─── Selected passage ───
United States District Court, District of Oregon
May 22, 2024
3:21-cr-00076-HZ (D. Or. May. 22, 2024)

Opinion

3:21-cr-00076-HZ 3:21- cv-00108-HZ

05-22-2024

UNITED STATES OF AMERICA, Plaintiff, v. LYLE JUSTIN SCHIRM, Defendant.

Natalie K. Wight Cassady A. Adams United States Attorney's Attorneys for Plaintiff Lyle Justin Schirm 39346-509 FCI Sheridan Defendant, Pro Se


Natalie K. Wight

Cassady A. Adams

United States Attorney's

Attorneys for Plaintiff

Lyle Justin Schirm 39346-509

FCI Sheridan

Defendant, Pro Se

OPINION & ORDER

MARCO A. HERNANDEZ, United States District Judge.

This matter comes before the Court on Defendant's Motions to Reduce Sentence Pursuant to 18 U.S.C. § 3582(c)(1)(A)(i)(Compassionate Release), ECF 49, 56. For the reasons that follow, the Court denies Defendant's Motions.

BACKGROUND

On May 24, 2022, Defendant pled guilty to one count of smuggling goods from the United States in violation of 18 U.S.C. § 554(a) in Case no. 3:21-cr-00076-HZ and one count of possession with intent to distribute methamphetamine in violation of 21 U.S.C. § 841(a)(1) and (b)(1)(A)(viii) in Case no. 21-cr-00108-HZ. On February 28, 2023 the Court sentenced Defendant to 30-month terms of imprisonment on each count to run concurrently.

Defendant's projected release date is March 3, 2025.

On March 26, 2024 Defendant filed pro se Motions for sentence Reduction Under 18 U.S.C. § 3582(c)(1)(A)(i) in both cases. The Court took Defendant's Motions under advisement on May 10, 2024.
─── Given information ───
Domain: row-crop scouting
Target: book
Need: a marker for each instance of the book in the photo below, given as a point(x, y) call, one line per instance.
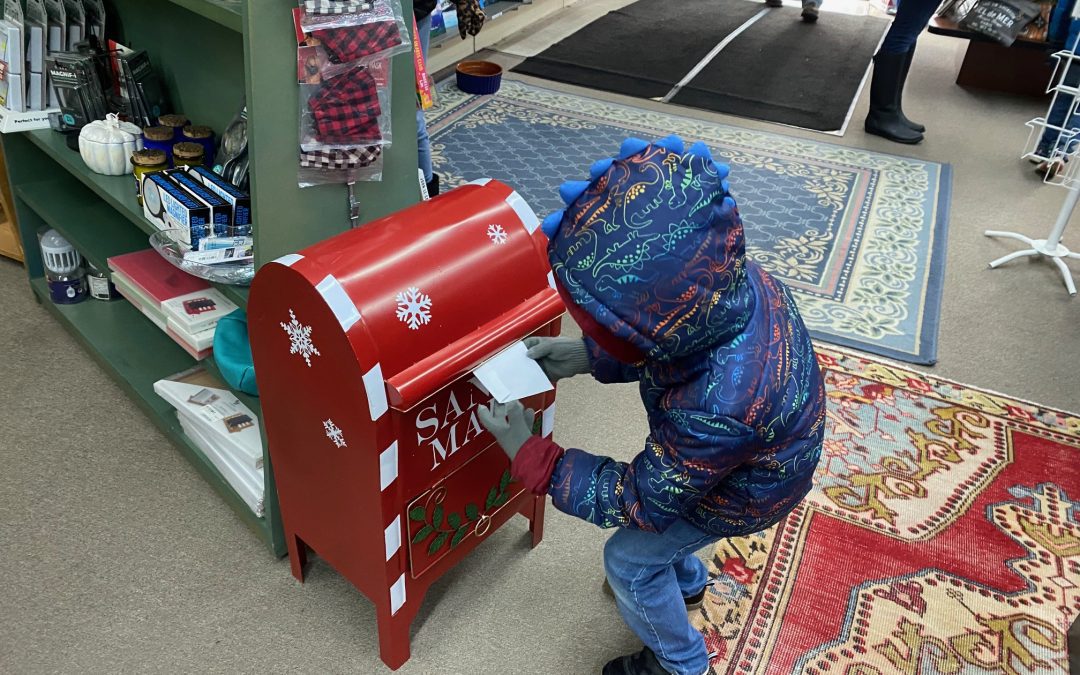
───
Work instructions:
1. List every date that appears in the BACKGROUND section of the court opinion on the compassionate-release motions.
2. Render this sentence from the court opinion on the compassionate-release motions in Spanish: "For the reasons that follow, the Court denies Defendant's Motions."
3. Continue the court opinion in United States v. Schirm on the compassionate-release motions after its final sentence.

Answers by item number:
1. May 24, 2022; February 28, 2023; March 3, 2025; March 26, 2024; May 10, 2024

2. Por las razones que se exponen a continuación, el Tribunal deniega las mociones del acusado.

3.
STANDARDS

A federal district court generally “may not modify a term of imprisonment once it has been imposed[.]” 18 U.S.C. § 3582(c); see also Dillon v. United States, 560 U.S. 817, 824-25 (2010). Under 18 U.S.C. § 3582(c)(1)(A), Congress provided an exception, commonly known as compassionate release, to reduce a defendant's sentence for “extraordinary and compelling reasons.” Under the original statute, only the Director of the Bureau of Prisons (“BOP”) could file a § 3582(c)(1)(A) motion for a sentence reduction on a defendant's behalf. United States v. Aruda, 993 F.3d 797, 799 (9th Cir. 2021). The First Step Act of 2018, Pub. L. No. 115-391, 132 Stat. 5191 (2018), however, amended § 3582(c)(1)(A) to allow a defendant, after first requesting that the BOP move for a reduction on his or her behalf, to directly move the district court for a sentence reduction. 18 U.S.C. § 3582(c)(1)(A).

[T]he court, upon motion of the Director of the Bureau of Prisons, or upon motion of the defendant after the defendant has fully exhausted all administrative rights to appeal a failure of the Bureau of Prisons to bring a motion on the defendant's behalf or the lapse of 30 days from the receipt of such a request by the warden of the defendant's facility, whichever is earlier, may reduce the term of imprisonment . . . after considering the factors set forth in section 3553(a) to the extent that they are applicable, if it finds that-
(i) Extraordinary and compelling reasons warrant such a reduction; [. . . ]
and that such a reduction is consistent with applicable policy statements issued by the Sentencing Commission.
18 U.S.C. § 3582(c)(1)(A).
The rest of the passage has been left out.